__Task details__
Rewrite the lines from the very first one through the line containing "[[[134,114],[134,124],[141,124],[142,123],[141,113],[138,112]]]", inclusive, with "windshield sticker" replaced by "parking permit" and nothing else changed. Leave the pictures out of your answer.

__Dataset excerpts__

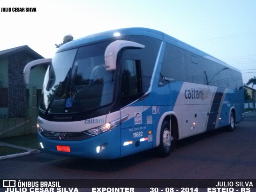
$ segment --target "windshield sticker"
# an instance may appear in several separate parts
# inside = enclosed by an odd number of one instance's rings
[[[71,108],[72,107],[73,102],[72,98],[68,98],[66,99],[65,102],[65,107],[66,108]]]
[[[134,114],[134,124],[141,124],[142,123],[141,113],[138,112]]]

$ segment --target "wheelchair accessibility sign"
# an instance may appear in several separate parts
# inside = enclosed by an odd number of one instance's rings
[[[66,99],[65,102],[65,107],[66,108],[71,108],[72,107],[73,103],[73,98],[68,98]]]

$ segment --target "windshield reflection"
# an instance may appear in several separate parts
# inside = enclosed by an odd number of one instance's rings
[[[56,54],[46,74],[40,109],[49,113],[82,112],[111,103],[114,71],[107,72],[104,62],[109,43]]]

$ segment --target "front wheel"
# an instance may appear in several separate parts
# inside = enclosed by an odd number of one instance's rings
[[[166,157],[171,153],[172,137],[171,136],[170,123],[167,121],[163,122],[161,128],[160,144],[157,148],[158,156]]]
[[[235,129],[235,114],[234,112],[232,111],[230,114],[230,121],[229,125],[227,128],[227,130],[229,132],[232,132]]]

__Written response__
$ segment --target "parking permit"
# an instance may appear in several separate parts
# inside = enclosed by an odd number of one instance's rings
[[[71,108],[72,107],[73,102],[72,98],[68,98],[66,99],[65,102],[65,107],[66,108]]]
[[[134,114],[134,124],[141,124],[142,123],[141,113],[138,112]]]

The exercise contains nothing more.